**EXERCISE INSTRUCTIONS:** From the entries below, copy each line in which the word "comma" occurs.

**TASK INPUT:**
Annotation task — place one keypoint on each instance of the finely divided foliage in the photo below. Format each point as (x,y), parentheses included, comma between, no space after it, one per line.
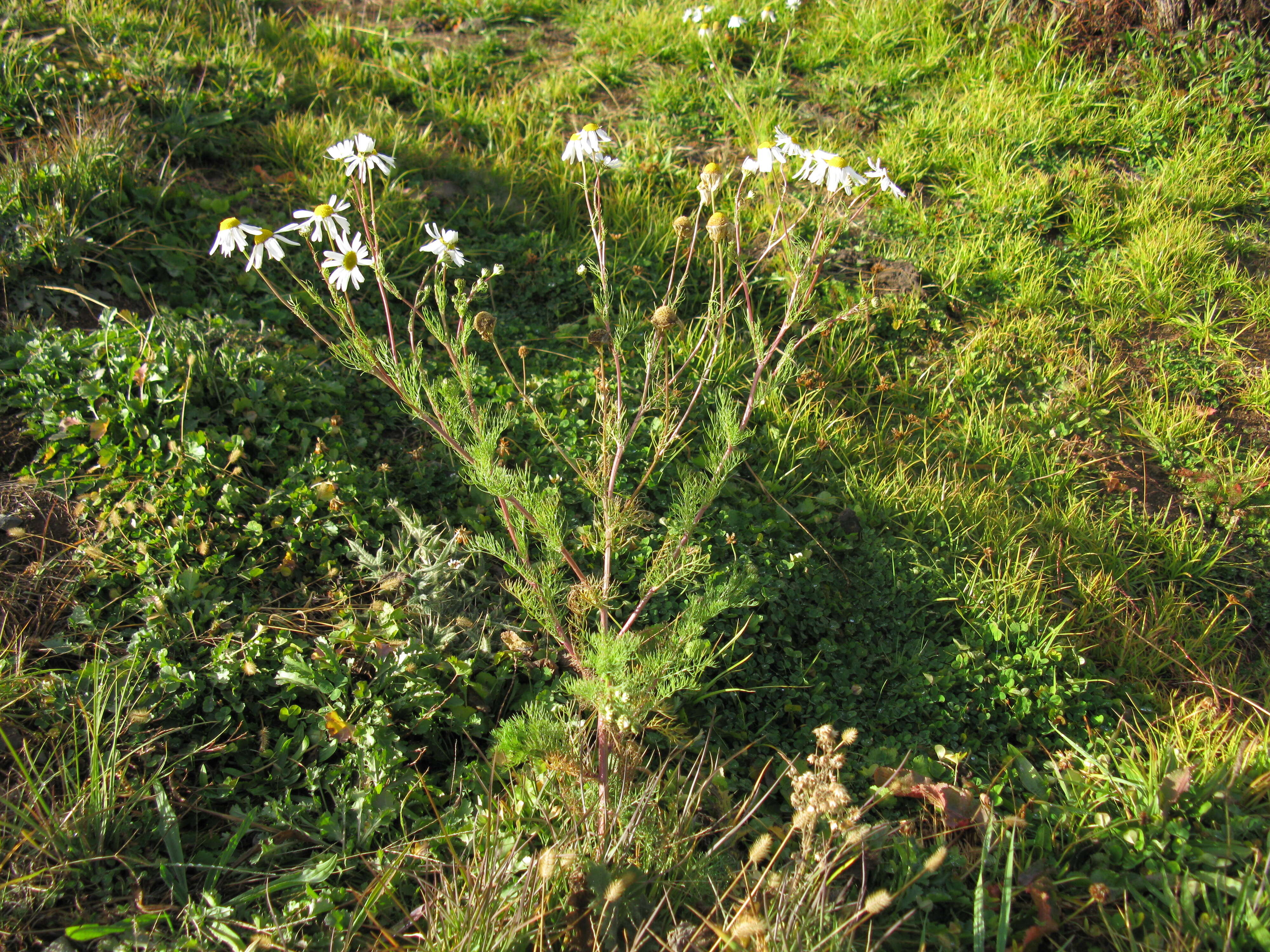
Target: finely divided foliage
(655,388)
(374,600)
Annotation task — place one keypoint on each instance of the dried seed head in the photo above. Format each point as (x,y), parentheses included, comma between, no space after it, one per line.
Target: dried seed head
(665,318)
(935,860)
(618,888)
(877,902)
(826,738)
(547,863)
(718,228)
(760,850)
(747,929)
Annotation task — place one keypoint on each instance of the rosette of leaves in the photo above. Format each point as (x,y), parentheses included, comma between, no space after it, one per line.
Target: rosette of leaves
(446,592)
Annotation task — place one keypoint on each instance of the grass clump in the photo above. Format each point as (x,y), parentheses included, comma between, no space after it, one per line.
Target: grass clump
(1001,512)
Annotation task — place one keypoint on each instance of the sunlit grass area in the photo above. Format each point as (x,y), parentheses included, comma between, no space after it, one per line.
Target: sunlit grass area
(1004,522)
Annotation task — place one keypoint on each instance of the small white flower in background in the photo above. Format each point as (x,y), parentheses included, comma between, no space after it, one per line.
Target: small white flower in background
(346,262)
(270,243)
(444,246)
(788,145)
(885,183)
(769,153)
(324,216)
(816,164)
(360,155)
(840,176)
(232,237)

**THE COMPLETED TASK:**
Annotation task — place one keypoint on each instance of the finely divided foliage in the photo below. Format each point as (x,y), parentheses included, comma between, no space after it, one per line.
Annotation task — place one keypoint on each instance of the dried seed head in the photo above. Format each point as (x,y), parentheses included, comma between, no space after it, one per line.
Annotation task — place one keypoint on each instance of the rosette of leaves in the photo above. Format each point as (x,y), parentheses included, comma between, no space after it, one per line.
Annotation task — place one keypoint on each instance of the grass clump in the photo above. Format each point as (x,y), parentheses included, comma between, no space after it, one per line.
Annotation task — place one keypoint on each instance of the sunlit grass area in the photo above. Format each point as (x,y), parentheses included, comma between, no space after it, one per line.
Annotation task — place one keypoint on each instance of the small white flower in background in the photo above. Format each point as (x,y), parentheses included, comma between, no space after it, one per line.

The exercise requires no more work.